◆ **GOAL OF THE EXERCISE**
Here is a block of records. Copy every line in it that includes "flower".

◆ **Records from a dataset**
^^^^

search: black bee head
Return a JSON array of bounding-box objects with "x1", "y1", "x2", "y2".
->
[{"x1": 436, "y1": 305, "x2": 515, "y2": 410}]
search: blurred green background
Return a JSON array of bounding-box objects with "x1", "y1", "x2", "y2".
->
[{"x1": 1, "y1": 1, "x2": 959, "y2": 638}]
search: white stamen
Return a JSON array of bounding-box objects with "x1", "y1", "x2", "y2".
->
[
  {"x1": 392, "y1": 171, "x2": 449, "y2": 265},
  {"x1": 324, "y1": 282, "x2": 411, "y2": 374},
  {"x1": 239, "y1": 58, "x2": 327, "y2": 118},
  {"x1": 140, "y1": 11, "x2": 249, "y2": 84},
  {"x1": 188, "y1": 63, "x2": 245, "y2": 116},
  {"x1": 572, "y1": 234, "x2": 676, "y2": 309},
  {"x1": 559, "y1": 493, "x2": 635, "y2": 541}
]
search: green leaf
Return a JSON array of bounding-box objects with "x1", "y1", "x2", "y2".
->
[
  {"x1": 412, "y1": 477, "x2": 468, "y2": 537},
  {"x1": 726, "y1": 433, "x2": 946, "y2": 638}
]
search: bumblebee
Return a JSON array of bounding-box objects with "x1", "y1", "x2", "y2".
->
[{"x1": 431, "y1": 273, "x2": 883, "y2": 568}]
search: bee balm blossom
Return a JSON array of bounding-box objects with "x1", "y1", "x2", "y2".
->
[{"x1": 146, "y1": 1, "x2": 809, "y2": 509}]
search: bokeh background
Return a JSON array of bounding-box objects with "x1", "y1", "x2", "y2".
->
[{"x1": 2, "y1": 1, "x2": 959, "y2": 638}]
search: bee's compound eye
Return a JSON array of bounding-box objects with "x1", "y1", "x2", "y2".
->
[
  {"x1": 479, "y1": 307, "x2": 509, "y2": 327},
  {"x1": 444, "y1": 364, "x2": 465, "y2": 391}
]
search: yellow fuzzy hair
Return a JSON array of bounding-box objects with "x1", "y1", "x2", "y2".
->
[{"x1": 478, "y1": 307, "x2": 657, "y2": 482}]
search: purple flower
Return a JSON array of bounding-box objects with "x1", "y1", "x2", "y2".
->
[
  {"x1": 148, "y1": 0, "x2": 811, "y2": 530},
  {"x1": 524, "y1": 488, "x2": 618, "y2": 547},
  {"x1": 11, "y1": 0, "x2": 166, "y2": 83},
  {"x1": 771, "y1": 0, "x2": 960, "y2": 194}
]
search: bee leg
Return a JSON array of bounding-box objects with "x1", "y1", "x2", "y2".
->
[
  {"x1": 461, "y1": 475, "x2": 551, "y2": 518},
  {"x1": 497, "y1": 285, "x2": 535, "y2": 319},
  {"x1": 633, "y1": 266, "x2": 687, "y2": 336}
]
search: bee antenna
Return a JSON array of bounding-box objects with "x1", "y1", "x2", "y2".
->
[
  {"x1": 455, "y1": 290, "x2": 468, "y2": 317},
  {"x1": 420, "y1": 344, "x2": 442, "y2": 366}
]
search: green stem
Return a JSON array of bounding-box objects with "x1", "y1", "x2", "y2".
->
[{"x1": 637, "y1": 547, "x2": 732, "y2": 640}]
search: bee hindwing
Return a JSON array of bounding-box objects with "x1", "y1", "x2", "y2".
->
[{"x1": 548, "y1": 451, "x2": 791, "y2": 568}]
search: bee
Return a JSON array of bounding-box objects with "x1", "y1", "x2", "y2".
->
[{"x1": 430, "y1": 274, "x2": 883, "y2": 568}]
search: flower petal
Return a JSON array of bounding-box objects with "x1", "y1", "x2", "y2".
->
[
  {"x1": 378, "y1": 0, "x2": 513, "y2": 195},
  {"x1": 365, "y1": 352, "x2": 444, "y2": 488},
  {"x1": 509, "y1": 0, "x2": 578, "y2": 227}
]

^^^^

◆ **ANSWER TO THIS EXERCISE**
search: purple flower
search: flower petal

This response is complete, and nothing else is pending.